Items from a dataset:

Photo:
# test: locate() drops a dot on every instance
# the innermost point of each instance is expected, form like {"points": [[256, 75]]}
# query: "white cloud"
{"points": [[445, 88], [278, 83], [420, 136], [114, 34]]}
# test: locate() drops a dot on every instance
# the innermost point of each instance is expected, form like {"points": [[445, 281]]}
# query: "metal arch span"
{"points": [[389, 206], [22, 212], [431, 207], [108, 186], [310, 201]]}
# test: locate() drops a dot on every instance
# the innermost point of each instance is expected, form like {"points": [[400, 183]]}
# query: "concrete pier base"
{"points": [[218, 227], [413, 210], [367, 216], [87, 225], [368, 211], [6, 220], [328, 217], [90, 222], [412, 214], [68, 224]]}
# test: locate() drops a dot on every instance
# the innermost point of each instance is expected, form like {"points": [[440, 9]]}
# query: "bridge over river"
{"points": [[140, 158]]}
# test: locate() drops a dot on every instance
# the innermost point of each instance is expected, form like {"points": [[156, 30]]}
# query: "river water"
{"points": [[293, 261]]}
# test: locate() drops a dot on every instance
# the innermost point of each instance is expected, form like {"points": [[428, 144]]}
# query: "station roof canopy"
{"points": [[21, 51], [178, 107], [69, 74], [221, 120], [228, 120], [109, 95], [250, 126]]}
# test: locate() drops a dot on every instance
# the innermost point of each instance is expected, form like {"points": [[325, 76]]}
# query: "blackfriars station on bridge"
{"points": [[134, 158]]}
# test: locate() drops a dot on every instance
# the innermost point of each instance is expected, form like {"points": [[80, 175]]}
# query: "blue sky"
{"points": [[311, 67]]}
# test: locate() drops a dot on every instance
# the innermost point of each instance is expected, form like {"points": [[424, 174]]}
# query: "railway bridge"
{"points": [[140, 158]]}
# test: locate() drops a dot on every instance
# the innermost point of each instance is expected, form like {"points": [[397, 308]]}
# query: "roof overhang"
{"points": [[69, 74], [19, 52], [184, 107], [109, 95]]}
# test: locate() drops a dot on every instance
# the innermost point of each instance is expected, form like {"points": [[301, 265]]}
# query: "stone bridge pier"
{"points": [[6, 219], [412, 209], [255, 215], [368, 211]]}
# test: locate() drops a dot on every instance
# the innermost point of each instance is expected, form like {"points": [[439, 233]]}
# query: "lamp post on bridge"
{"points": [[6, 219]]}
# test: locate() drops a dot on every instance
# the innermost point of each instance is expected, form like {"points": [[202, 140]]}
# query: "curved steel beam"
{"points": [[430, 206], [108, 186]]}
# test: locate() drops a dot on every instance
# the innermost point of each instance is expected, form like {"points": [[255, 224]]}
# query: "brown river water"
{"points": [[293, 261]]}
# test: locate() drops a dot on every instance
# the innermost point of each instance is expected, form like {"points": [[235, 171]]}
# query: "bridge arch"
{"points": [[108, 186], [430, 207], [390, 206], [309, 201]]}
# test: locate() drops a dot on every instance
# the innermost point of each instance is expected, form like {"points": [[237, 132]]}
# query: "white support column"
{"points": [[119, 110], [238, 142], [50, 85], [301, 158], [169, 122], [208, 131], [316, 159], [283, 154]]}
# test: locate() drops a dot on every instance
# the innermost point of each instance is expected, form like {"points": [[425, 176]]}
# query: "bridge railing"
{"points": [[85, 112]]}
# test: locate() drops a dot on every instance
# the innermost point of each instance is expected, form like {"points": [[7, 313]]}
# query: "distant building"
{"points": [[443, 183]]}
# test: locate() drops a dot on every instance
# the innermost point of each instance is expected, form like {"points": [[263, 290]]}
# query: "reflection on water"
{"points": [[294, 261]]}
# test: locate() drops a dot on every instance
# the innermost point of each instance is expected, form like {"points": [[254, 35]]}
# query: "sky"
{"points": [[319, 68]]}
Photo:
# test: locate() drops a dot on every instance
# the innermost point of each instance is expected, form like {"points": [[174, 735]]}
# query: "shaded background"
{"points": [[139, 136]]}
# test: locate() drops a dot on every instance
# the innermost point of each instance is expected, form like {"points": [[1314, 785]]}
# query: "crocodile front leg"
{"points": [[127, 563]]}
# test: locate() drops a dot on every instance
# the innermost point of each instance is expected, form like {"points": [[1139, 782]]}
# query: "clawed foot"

What the task asks ->
Set the records down again in full, exactly as they read.

The answer ->
Photo:
# test: locate() drops a dot on every instance
# the innermost point of each instance is expected, form like {"points": [[256, 75]]}
# query: "white cloud"
{"points": [[445, 88], [278, 83], [420, 136], [114, 34]]}
# test: locate() drops a dot on every instance
# the innermost point of each instance is expected, form like {"points": [[445, 281]]}
# query: "metal arch span"
{"points": [[389, 206], [22, 212], [431, 207], [108, 186], [310, 201]]}
# test: locate() drops a dot on every instance
# the innermost point of each instance is expected, form like {"points": [[400, 183]]}
# query: "concrete pier base"
{"points": [[218, 227], [413, 210], [367, 216], [87, 225], [368, 211], [6, 220], [328, 217], [90, 222], [412, 214], [68, 224]]}
# test: locate() drops a dot on every instance
# the innermost point of each instance is expected, form like {"points": [[440, 9]]}
# query: "bridge over river"
{"points": [[140, 158]]}
# test: locate() drops a dot on every instance
# the innermost point of each instance is expected, form like {"points": [[156, 30]]}
# query: "river water"
{"points": [[293, 261]]}
# test: locate() drops a dot on every instance
# the innermost point of each instance is expected, form like {"points": [[428, 144]]}
# query: "station roof canopy"
{"points": [[21, 51], [178, 107], [69, 74], [221, 120], [228, 120], [109, 95], [250, 126]]}
# test: locate() drops a dot on every instance
# the innermost point of each instance is expected, form like {"points": [[325, 76]]}
# query: "blackfriars station on bridge"
{"points": [[134, 158]]}
# test: locate() drops a dot on every instance
# the innermost point of each instance is expected, form like {"points": [[80, 175]]}
# query: "blue sky"
{"points": [[311, 67]]}
# test: locate() drops a dot on every instance
# the innermost point of each instance is expected, form like {"points": [[424, 174]]}
# query: "railway bridge"
{"points": [[140, 158]]}
# test: locate() drops a dot on every instance
# the innermost point of each instance is expected, form like {"points": [[397, 308]]}
# query: "roof overhang"
{"points": [[69, 74], [19, 52], [184, 107], [109, 95]]}
# test: locate() drops a dot on every instance
# the innermost point of each instance is expected, form like {"points": [[301, 265]]}
# query: "stone bridge pier"
{"points": [[6, 219], [412, 209], [255, 215], [368, 211]]}
# test: locate() drops a dot on every instance
# the innermost point of each instance is expected, form like {"points": [[439, 233]]}
# query: "lamp post on bridge"
{"points": [[6, 219]]}
# test: locate() drops a dot on every instance
# the innermost point of each instance is expected, form like {"points": [[202, 140]]}
# query: "curved steel beam"
{"points": [[430, 206], [108, 186]]}
# test: locate() drops a dot on every instance
# the innermost point of each instance is expected, form like {"points": [[255, 224]]}
# query: "brown river water"
{"points": [[293, 261]]}
# test: locate() drops a dot on every instance
# the innermost point of each instance is expected, form like {"points": [[235, 171]]}
# query: "bridge arch"
{"points": [[108, 186], [430, 207], [390, 206], [309, 201]]}
# test: locate() drops a dot on every instance
# the innermost point of each instance is expected, form like {"points": [[237, 132]]}
# query: "white support column"
{"points": [[119, 110], [238, 142], [50, 85], [301, 158], [169, 122], [208, 131], [316, 159], [283, 154]]}
# test: locate() drops a dot on every instance
# the innermost point of each instance is expected, form like {"points": [[425, 176]]}
# query: "bridge railing"
{"points": [[85, 112]]}
# test: locate() drops a dot on every instance
# the innermost point of each instance is expected, form like {"points": [[7, 313]]}
# query: "distant building"
{"points": [[443, 183]]}
# test: locate() drops a dot on every instance
# the innermost point of each instance is expected, form like {"points": [[263, 290]]}
# query: "reflection on water"
{"points": [[294, 261]]}
# test: locate() drops a dot on every instance
# the innermost point of each instance is expected, form like {"points": [[254, 35]]}
# query: "sky"
{"points": [[319, 68]]}
Photo:
# test: locate() drops a dot on every instance
# the innermost point of each instance is expected, form like {"points": [[174, 735]]}
# query: "shaded background"
{"points": [[139, 136]]}
# test: locate() drops a dot on every instance
# the innermost point of each instance is expected, form like {"points": [[1314, 785]]}
# query: "crocodile front leg"
{"points": [[127, 563]]}
# test: locate() drops a dot on every instance
# the innermost point of each instance is expected, form like {"points": [[1139, 782]]}
# query: "clawed foot"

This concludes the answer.